■ Задание A ■
Что, согласно вступлению, сказал Арону вице-президент фирмы Mars Electronics International после его лекции?
■ Задание B ■
Выпишите из вступления фрагмент без изменений, начиная со слов «ВЕРА ЗУБАРЕВАКогда Арон» и заканчивая словами «на языке формул.».

■ Текст ■
□ □ □ □ □

ВЕРА ЗУБАРЕВА ● НЕВЕРОЯТНОСТЬ ВЫСШЕГО ПОРЯДКА ● ВСТУПЛЕНИЕ

ВЕРА ЗУБАРЕВАКогда Арон Каценелинбойген понял, что теория вероятностей не всегда работает, он придумал теорию предрасположенностей. Начиналось это ещё в Москве, когда он работал в Институте Экономики и Центральном Экономико-Математическом Институте в Москве, где возглавлял кафедру Комплексных Систем. В Америке он развил свои идеи, довёл их до стройной теории и только не сумел найти математика, который бы всё это изложил на языке формул.

Меня сразу же привлекла красота его теории, суть которой я определила бы в самых простых терминах так. Мир – это коллекция уникальностей, и всякий раз мы сталкиваемся с этим, когда разглядываем какой-нибудь цветок или бабочку. А разглядываем потому, что глаз выхватывает какие-то мельчайшие особенности, отличающие их от других бабочек и цветков. Даже если мы этого не осознаём, особенности и есть тот магнит, который притягивает наше внимание. Не станешь ведь разглядывать двойников!

Сколь ни живи, сколь ни учи наук –
жизнь знает, как прельстить и одурачить,
и робкий неуч, молвив: «Это – луг»,–
остолбенев глядит на одуванчик.
                      (Б. Ахмадулина. «Свет и туман»)

Таким «робким неучем», не зазубрившим догм о подобии и типологии, обычно является художник. И теория Арона, прежде всего, восхищает художников от науки, ибо она гласит, в общих чертах, что нужно не сводить картину к известному, а внимательно вглядеться во все особенности предмета или явления, отметить как можно больше нюансов и оттенков, придать им значение, проинтегрировать в своём восприятии и тогда только определить для себя, какова их предрасположенность. И то, что будет считаться невероятным с точки зрения теории вероятности, может оказаться очень даже возможным с точки зрения теории предрасположенностей.

Когда-то я написала стихи «Фонтан и Вагнер» под впечатлением «Фауста» Гёте. Два типа учёных (Фауст и Вагнер) заставили меня задуматься о том, что же есть наука – свод догм, направленных на объективность, или уникальный взгляд исследователя? Для меня это всегда второе. Теория Арона укрепила меня в этом. Базируясь на модели шахматной игры, Арон показал, что субъективность лежит в природе оценочной категории. Однажды его пригласили прочесть лекцию для верхушки менеджмента известной фирмы Mars Electronics International. После лекции к нему подошёл один из вице-президентов фирмы и, поблагодарив за блестящую лекцию, прибавил: «Вы дали мне лицензию на субъективность». Как признавался потом Арон, это было самой большой похвалой, подтверждавшей верность и практичность его теории.

Стихи «Фонтан и Вагнер» настолько понравились Арону, что мне пришлось переписать их заново по-английски, чтобы он мог включить их в свою очередную книгу по индетерминизму в качестве эпиграфа к книге (The Concept of Indeterminism & Its Applications; Economics,| Social Systems, Ethics, Artificial Intelligence & Aesthetics. Westport: Greenwood Publishing Group, 1997).

□ □ □ □ □

■ Исходный список ■
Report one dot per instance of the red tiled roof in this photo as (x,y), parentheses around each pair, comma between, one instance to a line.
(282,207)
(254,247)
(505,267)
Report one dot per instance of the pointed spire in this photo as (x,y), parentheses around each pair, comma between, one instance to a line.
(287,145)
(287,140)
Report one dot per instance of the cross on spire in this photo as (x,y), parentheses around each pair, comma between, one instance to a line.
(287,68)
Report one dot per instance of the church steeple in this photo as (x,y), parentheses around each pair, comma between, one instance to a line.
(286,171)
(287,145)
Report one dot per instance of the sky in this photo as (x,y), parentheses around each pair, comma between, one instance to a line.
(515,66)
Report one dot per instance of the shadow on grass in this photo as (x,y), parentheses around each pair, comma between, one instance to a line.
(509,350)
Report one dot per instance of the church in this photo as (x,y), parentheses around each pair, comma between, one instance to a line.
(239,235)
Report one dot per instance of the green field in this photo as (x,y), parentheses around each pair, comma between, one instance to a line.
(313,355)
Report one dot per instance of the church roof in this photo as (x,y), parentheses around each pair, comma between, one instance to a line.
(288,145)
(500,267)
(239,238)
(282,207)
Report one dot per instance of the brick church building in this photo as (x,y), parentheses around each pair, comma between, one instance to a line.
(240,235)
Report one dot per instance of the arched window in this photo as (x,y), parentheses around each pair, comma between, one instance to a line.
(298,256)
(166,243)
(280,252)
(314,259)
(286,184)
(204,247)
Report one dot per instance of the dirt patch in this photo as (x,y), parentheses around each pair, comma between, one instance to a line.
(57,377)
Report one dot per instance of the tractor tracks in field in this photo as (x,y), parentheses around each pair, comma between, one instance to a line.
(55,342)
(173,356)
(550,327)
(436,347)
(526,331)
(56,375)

□ □ □ □ □

■ Ожидаемый ответ A ■
«Вы дали мне лицензию на субъективность».

■ Ожидаемый ответ B ■
ВЕРА ЗУБАРЕВАКогда Арон Каценелинбойген понял, что теория вероятностей не всегда работает, он придумал теорию предрасположенностей. Начиналось это ещё в Москве, когда он работал в Институте Экономики и Центральном Экономико-Математическом Институте в Москве, где возглавлял кафедру Комплексных Систем. В Америке он развил свои идеи, довёл их до стройной теории и только не сумел найти математика, который бы всё это изложил на языке формул.